─── PAGE EXTRACT ───

June 19, 2009

In better shape than the Phoenix Coyotes

I haven't always been Phoenix's biggest fan - I tend to associate them with their "weirder" stuff from the 'Lost in Translation' soundtrack. which gets me thinking about nepotism, and how their songs were on that album because the lead singer's married to the movie's director, Sofia Coppola, and eventually I wind up getting mad at Francis Ford Coppola for giving us Nicolas Cage - but over the last few weeks, in preparation for their concert on June 18 at the Paradise, I've been studying up. And I like what I hear - it's upbeat without being too sugar poppy, and there's some really addictive percussion (keyboard counts as percussion, right?). Their new, wicked highly acclaimed album 'Wolfgang Amadeus Phoenix' gives me some of what I love about Delta Spirit - music you just have to move along to - and also a slight tinge of Modest Mouse, maybe?



Anyway, I'm clearly not a music critic, and I couldn't tell you what most of their songs are called, but it was a good time. HOWever, they were also guilty of two of my biggest concert pet peeves:
  • A backdrop advertising their new album
  • A reserved area for family & friends, way too large for the amount of people there, and filled with chatterboxes who couldn't be paying less attention to the music that the rest of us spent good money to get in to see.
It's just so not necessary. What else do I hate at shows? Well, funny you should ask, I just happen to have made a list. Aside from the pretty unavoidable (ticket fees, wrist bands that pull at your arm hair, overpriced beer and when the band doesn't play my favorite song), here are the things I really can't stand:
  • When, un-beckoned by a band member, people clap along to the music.
  • All forms of canoodling by fellow concert-goers.
  • People who yell out requests for obscure songs from the band's unreleased first EP to prove how they're such big fans.
  • When the band makes zero attempt to interact with the audience at all (I'm talking to you, Jack White).

───

#### WORK INSTRUCTION 1:
Answer from the Phoenix concert post:
(a) On what date and at what venue did Phoenix play?
(b) What is the title of the band's new album?
(c) Which musician is named for making no attempt to interact with the audience?
#### WORK INSTRUCTION 2:
Carry on the Phoenix concert post, starting right after its final line.
The entries can be left aside.

─── RECORD SET ───

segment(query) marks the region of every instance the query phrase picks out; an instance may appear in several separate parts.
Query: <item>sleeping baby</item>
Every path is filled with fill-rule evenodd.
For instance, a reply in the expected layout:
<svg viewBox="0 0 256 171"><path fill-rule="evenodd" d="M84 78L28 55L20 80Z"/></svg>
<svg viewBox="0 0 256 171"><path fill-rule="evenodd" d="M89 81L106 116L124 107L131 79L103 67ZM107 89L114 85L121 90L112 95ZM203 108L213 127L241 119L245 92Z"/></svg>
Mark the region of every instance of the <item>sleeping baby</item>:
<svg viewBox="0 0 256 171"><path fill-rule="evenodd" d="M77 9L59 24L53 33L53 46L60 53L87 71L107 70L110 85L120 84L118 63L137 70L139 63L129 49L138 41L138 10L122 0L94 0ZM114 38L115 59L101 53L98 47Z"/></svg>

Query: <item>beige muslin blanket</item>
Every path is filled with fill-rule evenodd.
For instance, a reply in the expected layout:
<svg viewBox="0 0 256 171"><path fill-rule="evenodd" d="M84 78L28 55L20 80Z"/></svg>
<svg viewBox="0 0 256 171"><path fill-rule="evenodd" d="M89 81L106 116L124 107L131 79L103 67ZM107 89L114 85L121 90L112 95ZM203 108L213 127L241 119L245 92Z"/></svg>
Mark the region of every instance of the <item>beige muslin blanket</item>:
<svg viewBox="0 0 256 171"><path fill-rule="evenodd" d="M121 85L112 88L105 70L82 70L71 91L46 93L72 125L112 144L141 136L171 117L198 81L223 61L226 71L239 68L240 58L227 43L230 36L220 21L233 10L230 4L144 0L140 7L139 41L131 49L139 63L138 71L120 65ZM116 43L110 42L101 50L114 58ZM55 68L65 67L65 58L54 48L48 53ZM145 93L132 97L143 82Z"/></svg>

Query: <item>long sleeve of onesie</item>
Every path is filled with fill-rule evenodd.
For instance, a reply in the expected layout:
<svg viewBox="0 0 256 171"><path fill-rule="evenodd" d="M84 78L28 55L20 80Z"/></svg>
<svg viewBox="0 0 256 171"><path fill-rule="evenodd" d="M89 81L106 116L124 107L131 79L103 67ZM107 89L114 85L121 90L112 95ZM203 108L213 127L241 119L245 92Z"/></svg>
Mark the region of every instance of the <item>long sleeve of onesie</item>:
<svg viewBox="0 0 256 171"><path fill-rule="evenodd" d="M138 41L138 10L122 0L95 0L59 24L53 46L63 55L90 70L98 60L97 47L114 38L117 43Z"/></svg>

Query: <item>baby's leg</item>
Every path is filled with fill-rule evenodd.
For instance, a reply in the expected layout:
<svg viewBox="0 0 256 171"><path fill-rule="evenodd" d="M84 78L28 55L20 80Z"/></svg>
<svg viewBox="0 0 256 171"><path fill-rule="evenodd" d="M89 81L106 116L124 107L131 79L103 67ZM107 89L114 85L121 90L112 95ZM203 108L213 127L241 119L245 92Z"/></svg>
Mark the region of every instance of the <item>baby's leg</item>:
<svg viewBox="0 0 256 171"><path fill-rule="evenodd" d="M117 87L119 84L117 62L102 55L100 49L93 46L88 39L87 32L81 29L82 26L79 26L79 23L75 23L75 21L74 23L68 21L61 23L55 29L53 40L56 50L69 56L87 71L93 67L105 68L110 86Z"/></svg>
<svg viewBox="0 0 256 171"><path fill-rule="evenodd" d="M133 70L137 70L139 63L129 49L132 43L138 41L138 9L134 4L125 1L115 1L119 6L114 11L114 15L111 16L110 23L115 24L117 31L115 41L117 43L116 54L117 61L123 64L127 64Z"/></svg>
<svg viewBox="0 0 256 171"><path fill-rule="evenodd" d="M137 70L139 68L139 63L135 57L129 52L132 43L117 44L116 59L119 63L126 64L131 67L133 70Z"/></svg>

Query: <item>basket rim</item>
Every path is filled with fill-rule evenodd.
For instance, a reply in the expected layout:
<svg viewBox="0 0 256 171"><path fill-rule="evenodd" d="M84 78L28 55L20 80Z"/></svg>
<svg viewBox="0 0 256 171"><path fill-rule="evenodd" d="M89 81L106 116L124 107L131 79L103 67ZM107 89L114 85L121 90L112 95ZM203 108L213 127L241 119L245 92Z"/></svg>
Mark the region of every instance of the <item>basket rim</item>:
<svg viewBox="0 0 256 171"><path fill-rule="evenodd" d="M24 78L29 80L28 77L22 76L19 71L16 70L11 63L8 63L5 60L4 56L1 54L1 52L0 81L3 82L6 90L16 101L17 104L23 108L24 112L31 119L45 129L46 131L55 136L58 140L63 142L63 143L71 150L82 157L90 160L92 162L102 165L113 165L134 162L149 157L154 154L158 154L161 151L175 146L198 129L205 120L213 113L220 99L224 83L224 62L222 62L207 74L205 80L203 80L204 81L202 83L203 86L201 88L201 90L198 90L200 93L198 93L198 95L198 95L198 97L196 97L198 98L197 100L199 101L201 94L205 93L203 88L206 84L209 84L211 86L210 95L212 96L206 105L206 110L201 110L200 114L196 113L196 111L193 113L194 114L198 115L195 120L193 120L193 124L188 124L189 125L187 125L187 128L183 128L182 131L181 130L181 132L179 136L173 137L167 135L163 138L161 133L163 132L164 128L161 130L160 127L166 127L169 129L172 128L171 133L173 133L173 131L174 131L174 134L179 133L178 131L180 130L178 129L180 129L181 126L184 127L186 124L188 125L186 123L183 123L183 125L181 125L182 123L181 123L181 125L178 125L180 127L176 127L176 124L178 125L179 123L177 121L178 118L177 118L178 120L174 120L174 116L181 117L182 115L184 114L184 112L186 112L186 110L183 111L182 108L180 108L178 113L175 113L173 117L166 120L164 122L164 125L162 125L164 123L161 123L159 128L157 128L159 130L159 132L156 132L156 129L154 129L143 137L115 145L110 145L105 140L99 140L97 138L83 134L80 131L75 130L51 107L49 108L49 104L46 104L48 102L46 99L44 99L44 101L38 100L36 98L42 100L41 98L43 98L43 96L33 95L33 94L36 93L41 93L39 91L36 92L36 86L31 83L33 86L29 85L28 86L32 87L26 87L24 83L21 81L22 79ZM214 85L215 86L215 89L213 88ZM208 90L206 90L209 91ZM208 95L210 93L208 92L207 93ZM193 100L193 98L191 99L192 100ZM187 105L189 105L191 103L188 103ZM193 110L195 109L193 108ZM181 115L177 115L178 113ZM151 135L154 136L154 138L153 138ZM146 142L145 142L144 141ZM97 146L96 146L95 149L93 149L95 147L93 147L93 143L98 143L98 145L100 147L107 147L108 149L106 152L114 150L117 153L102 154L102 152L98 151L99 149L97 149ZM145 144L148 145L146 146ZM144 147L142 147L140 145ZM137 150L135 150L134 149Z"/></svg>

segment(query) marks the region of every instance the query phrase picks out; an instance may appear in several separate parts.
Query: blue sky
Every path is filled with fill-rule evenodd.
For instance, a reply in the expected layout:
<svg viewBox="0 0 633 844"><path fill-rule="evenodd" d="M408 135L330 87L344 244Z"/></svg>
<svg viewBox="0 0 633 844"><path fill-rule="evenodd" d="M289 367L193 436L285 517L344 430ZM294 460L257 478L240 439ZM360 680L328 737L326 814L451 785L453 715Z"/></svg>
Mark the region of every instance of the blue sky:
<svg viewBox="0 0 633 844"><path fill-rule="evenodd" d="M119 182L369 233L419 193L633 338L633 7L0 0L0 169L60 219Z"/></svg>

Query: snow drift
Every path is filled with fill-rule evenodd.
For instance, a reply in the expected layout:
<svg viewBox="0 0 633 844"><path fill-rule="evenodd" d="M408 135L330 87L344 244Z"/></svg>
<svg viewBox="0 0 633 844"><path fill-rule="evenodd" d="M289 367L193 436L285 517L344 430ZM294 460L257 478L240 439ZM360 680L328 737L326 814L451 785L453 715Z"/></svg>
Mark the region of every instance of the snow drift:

───

#### REPLY 1:
(a) June 18, at the Paradise.
(b) 'Wolfgang Amadeus Phoenix'.
(c) Jack White.

#### REPLY 2:
  • The lingerers who stand exactly two inches behind you just waiting for you to make any move that might let them step closer to the stage. Seriously, if I can feel your breath, you're too close.
  • People who don't turn off their digital camera screens.
How nitpicky am I being? I'm curious about the rest of the world - what really gets on your nerves when you're at a show?

1 comments:

My Irish is Up said...

Some of these are in the "unavoidable" category, but if I'm gonna rant, I'm not going to edit myself.
1. I agree about the "family and friends" but here in the desert most of the venues are owned by the casinos which are owned by the Native Americans. Which is fine. Except they give free tickets, down front, to dozens and dozens of people who don't even know who is playing (but it's a free ticket, so I'm gonna show up and talk on my cell phone and shout out to my friend three rows back and ten seats over until she hears me.)
2. What is it with tall people and their need to always sit right in front of short people like me? Geez, the nerve.
3. Middle aged (and older) women who a) show WAY more skin than anyone wants to see, while they b) stand up and shake their booty so everyone seated behind them can see no one on stage, but every milkshake she has ever eaten, wigglin' and jigglin'.
4. "Convenience" fees. Whose convenience might I ask? I'd gladly be inconvenienced enough to walk to my mailbox for $7.50 (or more) per ticket.
5. Overproduction. Geez gang -- we like your music on the radio and coming out of our IPOD's and we can't see you at all. So why do we need strobes, fireworks, and lasers when we come to HEAR you in person. Crap, we're all so far from the stage it could be Pee Wee Herman up there for all we know, so we sure would enjoy hearing you more without all the phony pyrotechnics.
5. Bathrooms - swine flu,regular flu, viruses, etc., you are going to charge us this much money and run out of soap and paper towels? Every bathroom should have a full time attendant there to keep them clean and stocked.
6. At music festivals -- for goodness sake, spread out the venues and do some creative scheduling so the artists playing wonderful Bluegrass aren't being drowned out by Carrie Underwood trying to entertain the troops in Iraq all the way from Indio, without a phone line.
7. A great performance does not become better as it gets louder. A good performance only sounds worse when it gets louder. A bad performance becomes more and more unbearable the louder it gets. In other words, louder is not better.